What is being asked: Omit the pictures, please, and give each record below again exactly.

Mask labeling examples

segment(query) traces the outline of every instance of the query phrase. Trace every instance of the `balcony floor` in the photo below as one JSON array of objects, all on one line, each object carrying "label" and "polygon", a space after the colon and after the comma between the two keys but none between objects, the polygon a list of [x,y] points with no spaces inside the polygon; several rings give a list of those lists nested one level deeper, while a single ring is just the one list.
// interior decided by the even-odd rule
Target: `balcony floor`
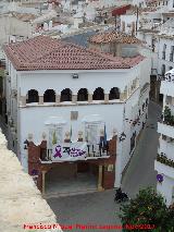
[{"label": "balcony floor", "polygon": [[91,173],[77,173],[76,176],[46,181],[46,197],[67,196],[97,191],[97,176]]}]

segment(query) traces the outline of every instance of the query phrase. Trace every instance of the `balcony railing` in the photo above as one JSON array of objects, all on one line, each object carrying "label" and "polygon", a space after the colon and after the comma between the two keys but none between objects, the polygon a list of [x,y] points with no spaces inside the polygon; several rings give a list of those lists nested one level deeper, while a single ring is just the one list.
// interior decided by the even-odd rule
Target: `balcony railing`
[{"label": "balcony railing", "polygon": [[173,53],[170,53],[170,61],[173,62]]},{"label": "balcony railing", "polygon": [[162,52],[162,59],[165,60],[165,51]]},{"label": "balcony railing", "polygon": [[[94,145],[87,144],[87,151],[86,151],[86,158],[85,159],[97,159],[97,158],[107,158],[110,157],[109,154],[109,143],[107,145],[98,144],[98,147]],[[63,147],[64,151],[70,152],[70,146]],[[52,149],[42,149],[40,152],[40,161],[44,162],[52,162]]]},{"label": "balcony railing", "polygon": [[165,156],[165,154],[158,154],[157,155],[157,161],[161,162],[165,166],[169,166],[171,168],[174,168],[174,161],[172,159],[167,159],[167,157]]}]

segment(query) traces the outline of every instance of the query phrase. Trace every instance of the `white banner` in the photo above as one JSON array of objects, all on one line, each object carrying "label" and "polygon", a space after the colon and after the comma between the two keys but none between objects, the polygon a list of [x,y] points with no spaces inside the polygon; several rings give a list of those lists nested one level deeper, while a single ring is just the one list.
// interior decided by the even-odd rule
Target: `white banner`
[{"label": "white banner", "polygon": [[85,160],[87,156],[87,143],[63,143],[52,146],[52,161]]}]

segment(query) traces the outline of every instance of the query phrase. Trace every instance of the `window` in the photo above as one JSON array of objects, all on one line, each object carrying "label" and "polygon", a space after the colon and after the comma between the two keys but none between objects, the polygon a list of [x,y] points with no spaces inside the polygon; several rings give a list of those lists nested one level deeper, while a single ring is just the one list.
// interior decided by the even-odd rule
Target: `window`
[{"label": "window", "polygon": [[27,97],[26,97],[26,103],[32,102],[39,102],[39,95],[38,91],[35,89],[28,90]]},{"label": "window", "polygon": [[104,100],[104,91],[102,88],[96,88],[92,96],[94,100]]},{"label": "window", "polygon": [[55,102],[55,93],[53,89],[47,89],[45,91],[44,102]]},{"label": "window", "polygon": [[80,88],[77,94],[77,101],[87,101],[88,90],[86,88]]},{"label": "window", "polygon": [[173,62],[174,46],[171,46],[170,61]]},{"label": "window", "polygon": [[70,88],[65,88],[61,91],[61,101],[72,101],[72,91]]},{"label": "window", "polygon": [[117,87],[113,87],[109,94],[109,100],[120,99],[120,90]]},{"label": "window", "polygon": [[162,64],[162,68],[161,68],[161,75],[164,76],[165,74],[165,64]]},{"label": "window", "polygon": [[162,51],[162,59],[163,60],[165,60],[165,50],[166,50],[166,45],[164,44],[163,51]]}]

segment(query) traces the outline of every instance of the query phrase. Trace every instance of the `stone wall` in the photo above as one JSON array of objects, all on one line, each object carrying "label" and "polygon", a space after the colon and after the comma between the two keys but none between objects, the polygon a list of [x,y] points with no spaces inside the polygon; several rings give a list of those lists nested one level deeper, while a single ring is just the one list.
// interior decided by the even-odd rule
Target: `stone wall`
[{"label": "stone wall", "polygon": [[24,224],[57,224],[57,218],[41,197],[33,179],[23,171],[15,154],[7,148],[7,139],[0,130],[0,231],[29,232],[57,230],[29,230]]}]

Output:
segment(query) traces the outline of every instance of the query phrase. Trace every instance of the `balcony floor` in the photo below as one JSON array of objects, all on one line, each object carrying "label" and "polygon", a space after the colon and after the comma between the two keys but none between objects, the polygon a list of [x,y] points with no spaces inside the polygon; several rings give a list of those lists nested one level deeper, while a single ring is just the one list.
// interior decided by the even-odd rule
Target: `balcony floor`
[{"label": "balcony floor", "polygon": [[91,173],[77,173],[76,176],[46,181],[46,197],[67,196],[97,191],[97,176]]}]

segment(query) traces the outline of every instance of the query phrase. Trace every instance of the `balcony railing` in the photo above as one JSON array of objects, all on one line, each object carrying "label" and "polygon", a space after the colon and after the comma between the two keys but none between objects, the polygon a list of [x,y] points with no spaces inside the polygon; several rings give a list of those lists nested one level deeper, while a single ring is just the one list.
// interior decided by the even-odd rule
Target: `balcony railing`
[{"label": "balcony railing", "polygon": [[173,53],[170,53],[170,61],[173,62]]},{"label": "balcony railing", "polygon": [[162,52],[162,59],[165,60],[165,51]]},{"label": "balcony railing", "polygon": [[[94,145],[87,144],[87,151],[86,151],[86,158],[85,159],[97,159],[97,158],[107,158],[110,157],[109,154],[109,143],[107,145],[98,144],[98,147]],[[63,147],[64,151],[70,152],[70,146]],[[52,149],[42,149],[40,152],[40,161],[44,162],[52,162]]]},{"label": "balcony railing", "polygon": [[165,156],[165,154],[158,154],[157,155],[157,161],[161,162],[165,166],[169,166],[171,168],[174,168],[174,161],[172,159],[167,159],[167,157]]}]

segment(query) traces the outline of every instance of the query phrase. Trace every instance of the `white banner` in the photo above as one JSON array of objects, all on one line, each object carrying "label" and "polygon", a space after the colon and after the comma between the two keys but none between objects, the polygon a list of [x,y] points with no spaces inside the polygon; several rings give a list of those lists nested one level deeper, while a single ring is just the one list.
// interior decided by the even-odd rule
Target: `white banner`
[{"label": "white banner", "polygon": [[85,160],[87,156],[87,143],[63,143],[52,146],[52,161]]}]

segment(query) traces the outline of every instance of the query phrase. Trace every instance of the `window` in the photo above as one JSON array of objects, all on one line, each object carrying "label" and "polygon", a space after the colon and after the comma between the two keys but none between objects, the polygon a list of [x,y] points with no spaces inside the polygon; several rings give a list of those lists nested one level deeper, while a single ring is just the one list.
// interior decided by the even-odd rule
Target: `window`
[{"label": "window", "polygon": [[27,97],[26,97],[26,103],[32,102],[39,102],[39,95],[38,91],[35,89],[28,90]]},{"label": "window", "polygon": [[104,100],[104,91],[102,88],[96,88],[92,96],[94,100]]},{"label": "window", "polygon": [[55,102],[55,93],[53,89],[47,89],[45,91],[44,102]]},{"label": "window", "polygon": [[80,88],[77,94],[77,101],[87,101],[88,90],[86,88]]},{"label": "window", "polygon": [[173,62],[174,46],[171,46],[170,61]]},{"label": "window", "polygon": [[70,88],[65,88],[61,91],[61,101],[72,101],[72,91]]},{"label": "window", "polygon": [[117,87],[113,87],[109,94],[109,100],[120,99],[120,90]]},{"label": "window", "polygon": [[162,64],[162,68],[161,68],[161,75],[164,76],[165,74],[165,64]]},{"label": "window", "polygon": [[162,51],[162,59],[163,60],[165,60],[165,50],[166,50],[166,45],[164,44],[163,51]]}]

segment(query) traces the outline of every instance of the query phrase. Trace every instance of the `stone wall` in the photo above as one JSON array of objects, all on one line, each object carrying "label" and "polygon", a space after the colon and after the comma between the two keys but none between objects, the polygon a list of [x,y] points with no spaces inside the polygon; several rings give a list of those lists nested one level deeper, while a single ring is just the one list.
// interior decided by the even-odd rule
Target: `stone wall`
[{"label": "stone wall", "polygon": [[24,224],[57,224],[57,218],[41,197],[33,179],[23,171],[15,154],[7,148],[7,139],[0,130],[0,231],[29,232],[57,230],[29,230]]}]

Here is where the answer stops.